** start of DATASET **
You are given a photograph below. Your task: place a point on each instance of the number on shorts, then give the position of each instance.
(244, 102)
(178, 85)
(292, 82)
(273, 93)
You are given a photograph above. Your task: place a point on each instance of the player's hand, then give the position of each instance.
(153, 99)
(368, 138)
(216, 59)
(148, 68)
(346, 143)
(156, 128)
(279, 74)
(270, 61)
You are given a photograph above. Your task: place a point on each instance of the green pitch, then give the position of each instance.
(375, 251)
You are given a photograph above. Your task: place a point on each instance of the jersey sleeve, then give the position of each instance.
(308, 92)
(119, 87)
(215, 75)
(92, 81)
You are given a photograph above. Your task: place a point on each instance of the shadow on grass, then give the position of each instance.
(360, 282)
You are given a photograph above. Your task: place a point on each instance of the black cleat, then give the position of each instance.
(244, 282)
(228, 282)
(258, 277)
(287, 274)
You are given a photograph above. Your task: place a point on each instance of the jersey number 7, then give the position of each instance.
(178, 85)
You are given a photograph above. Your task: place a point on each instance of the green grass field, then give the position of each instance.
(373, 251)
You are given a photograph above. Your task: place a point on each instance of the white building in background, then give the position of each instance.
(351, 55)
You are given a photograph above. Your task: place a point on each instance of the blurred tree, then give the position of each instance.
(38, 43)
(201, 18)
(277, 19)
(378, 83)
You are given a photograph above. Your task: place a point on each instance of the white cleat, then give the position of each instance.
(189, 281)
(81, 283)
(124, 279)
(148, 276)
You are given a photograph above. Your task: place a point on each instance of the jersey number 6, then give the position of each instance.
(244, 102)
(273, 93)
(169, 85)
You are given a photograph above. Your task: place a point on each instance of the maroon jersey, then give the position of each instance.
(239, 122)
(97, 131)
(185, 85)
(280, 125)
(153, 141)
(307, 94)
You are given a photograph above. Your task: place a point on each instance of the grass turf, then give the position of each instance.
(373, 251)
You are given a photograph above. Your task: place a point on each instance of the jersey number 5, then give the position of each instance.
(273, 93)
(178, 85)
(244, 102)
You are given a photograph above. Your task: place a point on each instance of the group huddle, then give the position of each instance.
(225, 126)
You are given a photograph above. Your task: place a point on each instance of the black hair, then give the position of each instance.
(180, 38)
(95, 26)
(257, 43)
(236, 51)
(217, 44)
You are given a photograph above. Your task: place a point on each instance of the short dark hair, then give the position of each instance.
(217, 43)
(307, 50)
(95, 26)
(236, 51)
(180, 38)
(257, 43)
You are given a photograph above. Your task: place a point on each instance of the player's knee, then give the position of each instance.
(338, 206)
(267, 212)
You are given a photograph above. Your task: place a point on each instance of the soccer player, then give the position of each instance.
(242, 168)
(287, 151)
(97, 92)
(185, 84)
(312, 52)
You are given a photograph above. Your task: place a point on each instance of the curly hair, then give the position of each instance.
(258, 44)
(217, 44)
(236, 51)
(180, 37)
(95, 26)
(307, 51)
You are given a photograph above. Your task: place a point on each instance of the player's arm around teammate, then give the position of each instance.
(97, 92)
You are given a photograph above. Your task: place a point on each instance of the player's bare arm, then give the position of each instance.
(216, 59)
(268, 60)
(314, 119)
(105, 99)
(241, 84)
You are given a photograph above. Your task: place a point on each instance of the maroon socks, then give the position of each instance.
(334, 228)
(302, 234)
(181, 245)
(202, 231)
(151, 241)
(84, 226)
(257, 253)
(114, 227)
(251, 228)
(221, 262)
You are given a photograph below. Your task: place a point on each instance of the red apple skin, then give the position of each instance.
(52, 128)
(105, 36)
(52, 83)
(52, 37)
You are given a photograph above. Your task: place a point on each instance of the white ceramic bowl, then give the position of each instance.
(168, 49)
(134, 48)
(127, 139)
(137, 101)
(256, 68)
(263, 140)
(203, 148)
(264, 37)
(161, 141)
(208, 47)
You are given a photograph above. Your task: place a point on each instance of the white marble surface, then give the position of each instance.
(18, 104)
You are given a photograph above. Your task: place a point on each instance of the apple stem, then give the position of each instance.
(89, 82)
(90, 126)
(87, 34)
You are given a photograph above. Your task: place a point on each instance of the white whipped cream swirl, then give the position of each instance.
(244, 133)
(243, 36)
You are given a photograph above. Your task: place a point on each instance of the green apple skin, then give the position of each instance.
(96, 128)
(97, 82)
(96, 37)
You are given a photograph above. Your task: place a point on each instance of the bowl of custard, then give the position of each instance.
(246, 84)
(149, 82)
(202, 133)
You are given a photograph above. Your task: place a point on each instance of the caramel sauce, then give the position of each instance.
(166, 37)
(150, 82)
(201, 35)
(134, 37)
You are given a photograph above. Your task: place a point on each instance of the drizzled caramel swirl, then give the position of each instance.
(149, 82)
** end of DATASET **
GIVEN REQUEST: Copy out each of these lines word for word, without changing anything.

RESPONSE TO THE EXERCISE:
You are given a photograph below. Your task: place a point on each instance of the number on shorts, then give the position of each instance.
(244, 102)
(178, 85)
(292, 82)
(273, 93)
You are given a photograph above. Your task: place a point on each instance of the player's hand, then give the position of each instance.
(153, 99)
(368, 138)
(216, 59)
(148, 68)
(346, 143)
(156, 128)
(279, 74)
(270, 61)
You are given a photograph above. Your task: place a point on each instance of the green pitch, then give the position of each instance.
(375, 251)
You are given a photograph above. Your task: place a point on each instance of the jersey sleeve, then give the position of each instance.
(308, 92)
(119, 87)
(215, 75)
(92, 81)
You are given a photograph above. Your task: place a point on each instance of the shadow on grass, then give the position of each instance.
(360, 282)
You are given a photograph above. Your task: place a point on each instance of the black cleat, then give the position of each instance.
(244, 282)
(228, 282)
(258, 277)
(287, 274)
You are given a photograph above. Your task: place a point on each instance of the jersey number 7, then give the position of each instance.
(178, 85)
You are given a photograph above. Your task: place a point on each instance of the green grass field, then give the position of each instance.
(373, 251)
You are given a photograph above. Your task: place a point on each instance of the white building in background, then give the position of each instance.
(351, 55)
You are given a photograph above. Your task: place a point on each instance of the blurred tree, then give the position of each instance.
(38, 43)
(201, 18)
(277, 19)
(378, 83)
You are given a photograph above. Your task: place a point on each instance of the white cleat, then give the position of each instance.
(189, 281)
(81, 283)
(124, 279)
(148, 276)
You are given a photograph above. Your task: place a point on each instance of the jersey number 6, then give the position of each instance.
(244, 102)
(273, 93)
(169, 85)
You are given a photograph above. Your task: place a point on each instance of the maroon jersey, then give the position of each instance.
(239, 122)
(97, 131)
(185, 85)
(280, 125)
(153, 141)
(307, 94)
You are given a photograph above. Your task: place a point on each instance of the grass turf, then give the position of each instance.
(373, 251)
You are given a photograph above. Your task: place a point on each instance of the jersey number 5, then give the position of each instance.
(273, 93)
(178, 85)
(244, 102)
You are given a photograph above. Your task: place a point on each instance of the group huddle, then give the position of each instance.
(225, 126)
You are given a photograph above. Your task: place a point on each instance of the black hair, then give the position of each instance.
(180, 38)
(95, 26)
(257, 43)
(236, 51)
(217, 44)
You are given a photograph above. Your task: place a point on each instance of the short dark hair, then give the position of each instance.
(217, 43)
(307, 50)
(95, 26)
(236, 51)
(180, 38)
(257, 43)
You are given a photograph above. Your task: place a point on each instance of the player's knee, then give the position of each instance.
(338, 206)
(267, 212)
You are given a photograph above. Your task: place a point on each instance of the soccer player, then give the position of each instance.
(242, 168)
(287, 151)
(97, 92)
(185, 84)
(312, 52)
You are given a photograph above. Your task: place a point on each instance of the curly hair, then give the position of each instance.
(258, 44)
(217, 44)
(236, 51)
(180, 37)
(95, 26)
(307, 51)
You are given a photograph above. Your task: place a point on each instance of the player's arm around teammate, then give the position of each instance.
(97, 92)
You are given a photograph above. Your task: place a point on each instance of the player's bare arm, then give the position of each instance.
(216, 59)
(268, 60)
(314, 119)
(105, 99)
(241, 84)
You are given a photograph above. Your task: place a point on each instance of the maroon socks, then give the position of each instance.
(334, 228)
(302, 234)
(181, 245)
(202, 231)
(151, 241)
(84, 226)
(257, 253)
(114, 227)
(251, 228)
(221, 262)
You are given a photograph below. Your task: place a point on each instance of the red apple skin, then give the position of each instance.
(52, 128)
(105, 36)
(52, 83)
(52, 37)
You are given a photograph above. Your task: place a point on each instance of the white ceramic bowl, then give the position of each instance.
(168, 49)
(134, 48)
(127, 139)
(137, 101)
(256, 68)
(263, 140)
(203, 148)
(264, 37)
(161, 141)
(208, 47)
You are given a photograph above. Your task: place a point on each instance of the white marble surface, then give the position of each instance.
(18, 104)
You are given a photograph above. Your task: place a point on each instance of the apple stem, then give the position of each instance.
(89, 82)
(90, 126)
(87, 34)
You are given a photograph above. Your task: place a point on each instance of the white whipped cream swirl, then give the position of each instance.
(244, 133)
(243, 36)
You are given a photograph above. Your task: place a point on each instance of the green apple skin, then give the position of each instance.
(96, 128)
(97, 82)
(96, 37)
You are given a photograph above. Your task: place a point on each instance of the bowl of custard, then give the position of each instance.
(246, 84)
(149, 82)
(202, 133)
You are given a photograph above. Your task: place a point on each instance of the caramel sauce, then give the position of each instance.
(166, 37)
(150, 82)
(201, 35)
(134, 37)
You are given a photograph above. Your task: place a point on each instance of the drizzled caramel swirl, then give the position of each instance.
(149, 82)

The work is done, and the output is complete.